Request: Print, unchanged, the lines of the rows below from the line containing "canopy, it would be much appreciated." up to and including the line containing "[[80,22],[76,24],[74,28],[77,29],[95,29],[93,27],[85,22]]".

Given data:

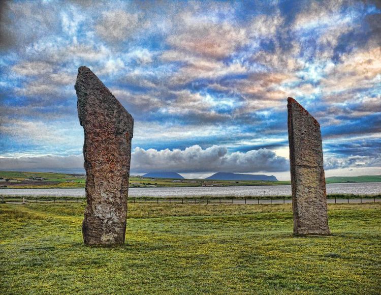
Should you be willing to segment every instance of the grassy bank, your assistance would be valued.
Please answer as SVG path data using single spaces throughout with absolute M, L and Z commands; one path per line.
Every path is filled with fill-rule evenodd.
M 327 183 L 381 182 L 381 175 L 329 177 Z M 81 188 L 84 175 L 61 173 L 0 171 L 0 188 Z M 290 184 L 290 181 L 223 181 L 204 179 L 153 179 L 131 175 L 130 187 L 184 187 L 202 186 L 245 186 Z M 0 193 L 1 191 L 0 191 Z
M 381 204 L 329 205 L 329 237 L 290 204 L 130 204 L 126 245 L 82 242 L 84 204 L 0 205 L 1 293 L 379 293 Z

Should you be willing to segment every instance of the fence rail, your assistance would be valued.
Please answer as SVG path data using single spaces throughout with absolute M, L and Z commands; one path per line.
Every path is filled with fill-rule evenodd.
M 75 197 L 45 197 L 45 196 L 1 196 L 0 201 L 8 203 L 80 203 L 86 201 L 85 198 Z M 290 196 L 275 196 L 267 197 L 184 197 L 184 198 L 154 198 L 154 197 L 130 197 L 129 203 L 145 203 L 145 204 L 287 204 L 292 202 Z M 358 197 L 347 196 L 346 197 L 337 196 L 327 197 L 328 203 L 357 203 L 377 202 L 381 201 L 381 195 Z

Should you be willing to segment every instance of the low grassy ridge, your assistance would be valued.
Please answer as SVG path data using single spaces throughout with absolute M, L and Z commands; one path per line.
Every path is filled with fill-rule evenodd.
M 131 204 L 111 248 L 84 205 L 0 205 L 0 293 L 381 293 L 381 204 L 329 205 L 327 237 L 293 237 L 291 204 Z
M 30 178 L 42 178 L 36 181 Z M 84 175 L 53 172 L 0 171 L 0 187 L 7 188 L 81 188 L 86 183 Z M 6 179 L 9 180 L 5 181 Z M 381 175 L 329 177 L 327 183 L 381 182 Z M 181 187 L 205 186 L 264 186 L 290 184 L 290 181 L 227 181 L 204 179 L 152 179 L 132 175 L 130 187 Z

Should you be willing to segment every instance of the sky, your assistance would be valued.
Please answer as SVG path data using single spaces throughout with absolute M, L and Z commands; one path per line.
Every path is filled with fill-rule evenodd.
M 377 1 L 2 1 L 0 169 L 84 172 L 88 67 L 135 119 L 131 174 L 289 180 L 287 98 L 326 176 L 381 174 Z

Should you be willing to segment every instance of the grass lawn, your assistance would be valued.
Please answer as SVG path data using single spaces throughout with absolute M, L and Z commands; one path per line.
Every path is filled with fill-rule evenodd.
M 126 244 L 82 243 L 84 204 L 0 205 L 0 293 L 381 293 L 381 204 L 329 205 L 294 237 L 291 204 L 129 204 Z

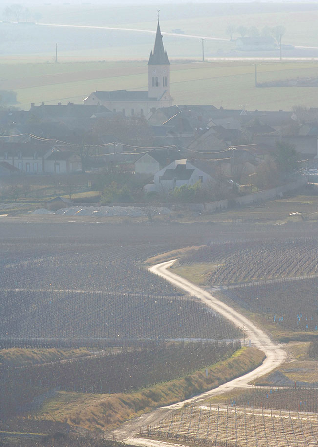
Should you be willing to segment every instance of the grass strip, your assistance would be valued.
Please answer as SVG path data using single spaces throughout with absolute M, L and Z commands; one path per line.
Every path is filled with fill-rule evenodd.
M 238 355 L 238 354 L 239 355 Z M 261 364 L 264 353 L 242 348 L 229 358 L 169 382 L 131 393 L 87 394 L 60 392 L 47 401 L 41 415 L 90 430 L 110 430 L 153 408 L 171 405 L 216 388 Z M 38 417 L 40 416 L 38 413 Z

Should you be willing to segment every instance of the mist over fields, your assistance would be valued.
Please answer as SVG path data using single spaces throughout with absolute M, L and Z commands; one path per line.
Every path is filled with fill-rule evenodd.
M 177 3 L 136 5 L 127 2 L 120 6 L 106 6 L 88 2 L 38 5 L 30 2 L 23 4 L 19 24 L 16 17 L 6 13 L 5 7 L 2 9 L 0 19 L 5 22 L 0 23 L 0 56 L 36 54 L 52 62 L 56 43 L 59 54 L 71 59 L 146 59 L 153 44 L 158 9 L 170 59 L 200 58 L 202 37 L 206 39 L 207 58 L 244 55 L 236 49 L 235 40 L 239 33 L 234 33 L 232 42 L 227 33 L 227 29 L 233 25 L 254 27 L 260 32 L 266 27 L 283 26 L 284 44 L 310 47 L 289 50 L 286 57 L 314 56 L 318 51 L 315 48 L 318 47 L 315 24 L 318 19 L 317 3 L 196 2 L 181 6 Z M 47 26 L 53 24 L 130 30 Z M 174 35 L 169 35 L 175 30 Z M 278 50 L 264 52 L 262 55 L 278 56 Z

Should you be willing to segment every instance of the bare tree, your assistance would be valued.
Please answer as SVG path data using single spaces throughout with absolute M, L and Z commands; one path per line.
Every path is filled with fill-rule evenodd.
M 233 33 L 235 32 L 236 29 L 236 27 L 233 23 L 232 23 L 231 25 L 229 25 L 228 27 L 226 28 L 225 32 L 228 36 L 230 36 L 230 41 L 232 41 Z
M 157 207 L 154 206 L 153 205 L 152 205 L 151 203 L 148 203 L 148 205 L 146 205 L 146 206 L 141 208 L 140 211 L 144 216 L 146 216 L 146 217 L 148 218 L 149 222 L 153 222 L 153 218 L 156 214 L 158 214 L 158 209 Z
M 286 29 L 282 25 L 278 25 L 271 28 L 271 33 L 276 41 L 277 45 L 281 45 L 281 38 L 285 34 Z
M 246 26 L 239 26 L 236 31 L 241 35 L 241 37 L 244 37 L 247 34 L 247 28 Z

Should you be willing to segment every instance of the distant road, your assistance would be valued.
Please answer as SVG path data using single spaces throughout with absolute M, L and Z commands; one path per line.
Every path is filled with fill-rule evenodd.
M 137 29 L 135 28 L 114 28 L 109 26 L 91 26 L 86 25 L 59 25 L 57 23 L 38 23 L 42 26 L 60 26 L 63 28 L 83 28 L 85 29 L 108 29 L 110 31 L 131 31 L 134 33 L 146 33 L 146 34 L 155 34 L 156 31 L 150 29 Z M 192 39 L 204 39 L 208 40 L 223 41 L 228 42 L 228 39 L 223 37 L 211 37 L 209 36 L 195 36 L 193 34 L 181 34 L 179 33 L 162 32 L 164 36 L 177 36 L 178 37 L 187 37 Z

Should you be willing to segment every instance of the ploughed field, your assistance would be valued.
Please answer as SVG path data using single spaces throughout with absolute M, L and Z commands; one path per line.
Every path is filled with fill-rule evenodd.
M 128 393 L 182 377 L 232 355 L 239 342 L 155 344 L 117 354 L 0 368 L 1 407 L 8 417 L 34 411 L 58 391 Z
M 142 243 L 133 234 L 122 242 L 111 237 L 2 241 L 1 338 L 239 336 L 230 323 L 141 265 L 180 244 L 156 243 L 151 232 Z
M 261 313 L 277 329 L 317 331 L 317 238 L 211 244 L 178 261 L 196 263 L 211 263 L 207 284 L 220 286 L 222 295 Z
M 308 253 L 315 255 L 315 240 L 294 240 L 294 247 L 285 236 L 270 241 L 270 232 L 261 235 L 263 242 L 256 233 L 255 240 L 246 242 L 244 236 L 242 240 L 241 235 L 232 233 L 232 228 L 229 235 L 227 228 L 209 224 L 3 221 L 0 230 L 1 347 L 108 343 L 127 348 L 124 352 L 93 358 L 1 367 L 1 412 L 7 418 L 38 410 L 59 390 L 68 396 L 100 395 L 139 390 L 182 377 L 186 379 L 187 375 L 235 350 L 235 343 L 225 345 L 221 340 L 241 337 L 241 332 L 196 299 L 149 273 L 142 264 L 147 258 L 223 240 L 223 244 L 208 245 L 193 256 L 199 254 L 206 261 L 207 253 L 211 254 L 214 247 L 215 252 L 208 262 L 228 263 L 230 274 L 235 265 L 231 260 L 238 262 L 240 253 L 248 270 L 252 268 L 249 256 L 256 259 L 260 247 L 267 250 L 266 259 L 274 265 L 276 258 L 276 263 L 281 263 L 284 256 L 279 254 L 286 255 L 288 249 L 293 260 L 301 252 L 302 265 L 312 266 L 301 268 L 302 271 L 314 274 Z M 276 236 L 285 234 L 279 229 L 275 231 Z M 276 254 L 271 257 L 275 247 Z M 191 257 L 184 259 L 180 262 L 190 262 Z M 302 265 L 300 261 L 298 264 Z M 290 275 L 295 274 L 296 268 L 289 268 Z M 278 269 L 275 278 L 280 272 Z M 248 272 L 244 277 L 249 280 Z M 191 338 L 200 342 L 185 342 Z M 173 344 L 169 339 L 184 341 Z M 202 342 L 207 339 L 209 343 Z

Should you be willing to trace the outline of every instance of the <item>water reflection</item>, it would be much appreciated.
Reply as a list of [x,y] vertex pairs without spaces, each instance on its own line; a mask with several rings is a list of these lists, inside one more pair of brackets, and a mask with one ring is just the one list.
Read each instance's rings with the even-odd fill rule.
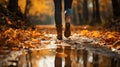
[[28,50],[9,62],[12,64],[1,67],[120,67],[118,58],[60,45],[57,49]]

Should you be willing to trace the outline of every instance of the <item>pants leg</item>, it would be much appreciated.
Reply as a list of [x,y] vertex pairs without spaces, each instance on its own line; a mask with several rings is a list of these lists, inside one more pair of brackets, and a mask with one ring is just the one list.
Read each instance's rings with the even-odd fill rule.
[[72,15],[72,2],[73,0],[64,0],[65,3],[65,15]]
[[55,5],[55,23],[62,25],[62,0],[54,0]]

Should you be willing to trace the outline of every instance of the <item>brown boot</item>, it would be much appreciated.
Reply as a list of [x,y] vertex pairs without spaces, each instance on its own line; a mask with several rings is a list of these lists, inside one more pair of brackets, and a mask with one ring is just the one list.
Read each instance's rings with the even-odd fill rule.
[[72,17],[71,16],[66,16],[65,17],[65,32],[64,32],[64,36],[65,37],[69,37],[71,35],[71,30],[70,30],[70,23],[72,21]]
[[56,25],[57,39],[62,40],[62,25]]

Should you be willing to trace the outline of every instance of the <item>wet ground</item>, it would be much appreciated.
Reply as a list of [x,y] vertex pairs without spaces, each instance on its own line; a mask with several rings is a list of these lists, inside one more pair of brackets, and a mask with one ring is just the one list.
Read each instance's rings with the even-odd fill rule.
[[0,67],[120,67],[120,50],[112,51],[97,45],[99,39],[78,34],[58,41],[51,30],[40,29],[52,34],[44,34],[48,39],[38,38],[38,48],[1,47]]
[[8,53],[6,50],[0,60],[0,67],[120,67],[120,55],[90,45],[57,45]]

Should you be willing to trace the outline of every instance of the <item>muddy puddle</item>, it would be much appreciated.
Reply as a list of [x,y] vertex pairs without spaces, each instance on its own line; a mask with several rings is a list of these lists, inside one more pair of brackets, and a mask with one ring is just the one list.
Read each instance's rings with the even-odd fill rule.
[[120,67],[120,59],[71,46],[13,51],[0,55],[0,67]]

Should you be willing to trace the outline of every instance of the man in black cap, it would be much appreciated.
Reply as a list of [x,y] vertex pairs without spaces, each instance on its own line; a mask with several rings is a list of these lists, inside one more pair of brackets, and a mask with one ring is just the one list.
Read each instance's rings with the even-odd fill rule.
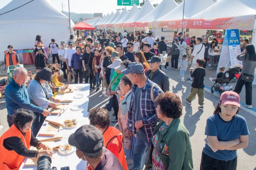
[[152,99],[155,99],[159,94],[164,92],[158,86],[147,78],[143,65],[140,63],[130,63],[127,68],[121,73],[127,74],[133,84],[128,110],[128,122],[130,123],[125,132],[127,136],[136,134],[133,155],[133,167],[132,169],[142,169],[143,156],[145,153],[146,163],[150,140],[158,120],[155,111],[156,104]]
[[91,169],[123,170],[115,155],[103,147],[103,142],[100,131],[92,125],[82,126],[68,138],[68,143],[76,148],[77,157],[87,161]]
[[158,48],[161,54],[163,54],[163,51],[167,51],[167,45],[165,42],[165,39],[164,37],[161,37],[161,41],[158,42]]
[[164,92],[169,89],[169,78],[165,73],[159,69],[161,58],[154,56],[148,61],[149,63],[149,70],[146,73],[146,76],[155,83],[157,84]]

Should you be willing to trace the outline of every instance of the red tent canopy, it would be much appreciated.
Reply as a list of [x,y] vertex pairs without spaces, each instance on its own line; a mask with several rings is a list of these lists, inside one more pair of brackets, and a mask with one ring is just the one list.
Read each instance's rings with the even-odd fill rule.
[[80,22],[76,24],[74,28],[77,29],[95,29],[93,27],[85,22]]

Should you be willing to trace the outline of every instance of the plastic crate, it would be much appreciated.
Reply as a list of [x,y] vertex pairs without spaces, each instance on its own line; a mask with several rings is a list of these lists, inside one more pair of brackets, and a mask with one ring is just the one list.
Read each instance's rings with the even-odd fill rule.
[[10,82],[12,80],[12,78],[13,76],[13,71],[14,69],[17,67],[20,67],[21,66],[20,65],[10,65],[8,67],[7,70],[7,77],[9,82]]

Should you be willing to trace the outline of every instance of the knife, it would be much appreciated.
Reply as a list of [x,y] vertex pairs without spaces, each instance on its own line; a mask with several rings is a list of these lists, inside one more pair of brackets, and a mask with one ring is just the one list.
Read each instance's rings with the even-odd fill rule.
[[59,112],[59,115],[61,115],[61,114],[63,113],[64,112],[65,112],[66,110],[68,108],[68,106],[66,106],[60,112]]

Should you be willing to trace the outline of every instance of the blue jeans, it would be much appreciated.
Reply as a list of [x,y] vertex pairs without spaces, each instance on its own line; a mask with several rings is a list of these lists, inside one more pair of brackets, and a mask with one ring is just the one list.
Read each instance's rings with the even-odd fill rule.
[[144,166],[143,160],[145,159],[144,163],[146,164],[148,159],[150,147],[150,144],[148,143],[147,139],[142,139],[136,137],[133,148],[133,166],[132,168],[132,170],[142,169]]
[[96,86],[100,87],[100,73],[95,73],[95,77],[96,77]]
[[36,136],[46,117],[40,113],[35,112],[34,113],[35,115],[36,118],[32,124],[32,132],[34,135]]

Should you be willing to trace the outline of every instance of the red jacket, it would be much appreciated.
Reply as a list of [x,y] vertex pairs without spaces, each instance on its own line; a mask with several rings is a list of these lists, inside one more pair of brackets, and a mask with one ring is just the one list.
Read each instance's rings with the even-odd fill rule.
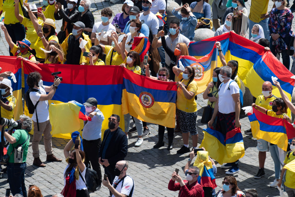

Exercise response:
Should you be willing to trace the outline of every instance of the red tent canopy, it would be much appreciated.
Reply as a list of [x,y] vertex pairs without spaces, each instance on its own line; a mask with several rings is a list of these lists, inside one more pair of brackets, and a mask with one ring is just the one list.
Read each instance's rings with the even-odd fill rule.
[[80,22],[76,24],[74,28],[77,29],[95,29],[93,27],[85,22]]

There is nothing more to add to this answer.